▸ What is needed:
Answer these questions using the commentary on Snowden and the leakers below, numbering your answers to match.
1. Which news source does the commentary call the only one to understand the point about data people give to major corporations?
2. What two things does it say Snowden and Manning lack that Daniel Ellsberg has?
3. In which nation does it say Snowden sought refuge?

# start of Selected excerpt

Edward Snowden’s recent revelations were a godsend to these segments of the left, because they carried with them a whiff of incipient American totalitarianism—the NSA is spying on us!—while also suggesting that America and Israel were doing sneaky and underhanded things to undermine freedom around the world. That the NSA’s alleged spying extends no further than the reams of data each of us voluntarily provides to major corporations every hour of every day for the explicit purpose of use in advertising—The Onion, as is sadly often the case, was the only news source to actually understand this point—mattered little. Nor did it matter that the government acted with the explicit approval of a bipartisan committee of men and women elected by the people.
From their critique of Israel to their thundering condemnations of American policies, Greenwald and Bamford and others who share their view offer almost nothing by way of concrete policy suggestions, reasoned political stances, or anything else resembling a solution that might be applied to alleviate the suffering of real people. Instead, they trade in spooky-seeming revelations and aspersions. This is even more starkly true of the leakers themselves, Snowden and Bradley Manning, who decided that they had privileged insights that allow them to determine America’s national security—based on the fact that they could log onto government computers. When confronted with information they found troubling, they sought the first partner willing to make it public. They didn’t stop—like Daniel Ellsberg, whose name they often evoke and whose own support for Manning and Snowden is lamentable—to consider the implications of their actions; that is largely because Snowden and Manning share neither Ellsberg’s extensive education nor his actual combat experience and have no real grasp of how systems work or why they’re necessary. What they have is a slogan—information wants to be free!—and the hubris to put it above all else. And so, rather than following Ellsberg’s example and exhausting every conceivable avenue before taking the drastic step or breaking the law and leaking classified documents, they went for the nuclear option right off the bat.
To what end? That, too, is maddeningly unclear. Like Greenwald and Bamford, Manning and Snowden seem to support no concrete ideology applicable to guiding the course of human events. Listening to Snowden’s insipid interviews in particular, with their revelations that the United States spied on foreign nations, one wonders just how he believes governments ought to work. If the United States is not at liberty to clandestinely acquire information pertaining to competing nations—a practice whose ascent closely correlates with the notion of government itself—what might its foreign policy look like? And how might it defend itself against very real threats? Snowden hardly cares. That he would seek refuge in a nation like China—where one still isn’t free to search the Web or voice political opinions online, let alone vote for anyone who isn’t approved by the Communist Party—is a particularly poignant reminder of how sophomoric and senseless this new form of belief has become.

# end of Selected excerpt
# start of Dataset records

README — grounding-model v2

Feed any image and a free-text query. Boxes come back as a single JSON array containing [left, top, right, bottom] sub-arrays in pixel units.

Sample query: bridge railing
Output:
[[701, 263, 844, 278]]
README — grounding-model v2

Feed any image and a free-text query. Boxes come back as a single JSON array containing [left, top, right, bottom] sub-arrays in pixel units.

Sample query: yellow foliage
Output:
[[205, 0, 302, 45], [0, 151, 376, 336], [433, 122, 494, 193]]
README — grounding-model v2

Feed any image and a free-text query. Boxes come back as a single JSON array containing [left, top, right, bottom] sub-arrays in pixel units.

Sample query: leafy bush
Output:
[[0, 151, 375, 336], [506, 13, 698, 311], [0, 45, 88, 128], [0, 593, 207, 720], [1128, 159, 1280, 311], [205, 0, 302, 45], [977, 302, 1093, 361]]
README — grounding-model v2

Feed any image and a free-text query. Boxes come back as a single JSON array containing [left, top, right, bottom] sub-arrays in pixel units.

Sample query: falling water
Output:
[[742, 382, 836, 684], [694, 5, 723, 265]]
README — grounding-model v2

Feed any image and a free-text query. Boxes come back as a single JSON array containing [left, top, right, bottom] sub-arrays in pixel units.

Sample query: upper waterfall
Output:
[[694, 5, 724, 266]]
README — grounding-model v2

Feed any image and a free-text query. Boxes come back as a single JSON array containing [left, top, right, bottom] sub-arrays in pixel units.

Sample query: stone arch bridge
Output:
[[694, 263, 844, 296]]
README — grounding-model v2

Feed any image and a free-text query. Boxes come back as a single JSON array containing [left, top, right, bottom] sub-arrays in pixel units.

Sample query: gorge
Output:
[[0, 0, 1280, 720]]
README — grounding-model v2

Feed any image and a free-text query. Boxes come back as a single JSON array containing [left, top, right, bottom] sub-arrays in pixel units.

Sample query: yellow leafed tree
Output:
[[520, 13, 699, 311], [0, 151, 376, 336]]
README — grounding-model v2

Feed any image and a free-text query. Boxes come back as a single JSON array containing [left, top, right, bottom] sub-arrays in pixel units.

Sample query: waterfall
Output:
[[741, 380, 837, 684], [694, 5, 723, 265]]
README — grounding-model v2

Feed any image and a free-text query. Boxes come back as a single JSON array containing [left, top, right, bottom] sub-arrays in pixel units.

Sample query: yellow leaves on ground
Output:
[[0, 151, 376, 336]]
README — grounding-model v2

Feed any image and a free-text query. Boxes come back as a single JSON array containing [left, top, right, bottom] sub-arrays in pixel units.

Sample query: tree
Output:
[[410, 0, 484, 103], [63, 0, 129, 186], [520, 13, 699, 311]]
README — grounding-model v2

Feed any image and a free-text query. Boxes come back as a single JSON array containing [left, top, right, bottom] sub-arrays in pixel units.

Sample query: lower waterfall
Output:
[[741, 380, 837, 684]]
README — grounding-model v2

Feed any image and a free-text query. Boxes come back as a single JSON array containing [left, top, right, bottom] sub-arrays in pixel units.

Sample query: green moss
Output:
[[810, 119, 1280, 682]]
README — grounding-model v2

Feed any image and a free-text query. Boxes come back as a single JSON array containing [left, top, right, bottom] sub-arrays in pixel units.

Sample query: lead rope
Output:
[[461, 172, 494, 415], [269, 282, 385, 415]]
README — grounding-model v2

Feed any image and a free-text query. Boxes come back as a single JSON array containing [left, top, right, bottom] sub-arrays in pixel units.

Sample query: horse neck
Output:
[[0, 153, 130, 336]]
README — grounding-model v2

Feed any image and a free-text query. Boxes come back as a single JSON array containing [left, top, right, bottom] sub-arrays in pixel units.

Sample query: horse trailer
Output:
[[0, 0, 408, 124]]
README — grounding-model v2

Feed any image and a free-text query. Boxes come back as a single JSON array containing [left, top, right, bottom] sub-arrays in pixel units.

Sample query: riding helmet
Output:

# end of Dataset records

▸ Answer to this problem:
1. The Onion
2. Ellsberg's extensive education and his actual combat experience
3. China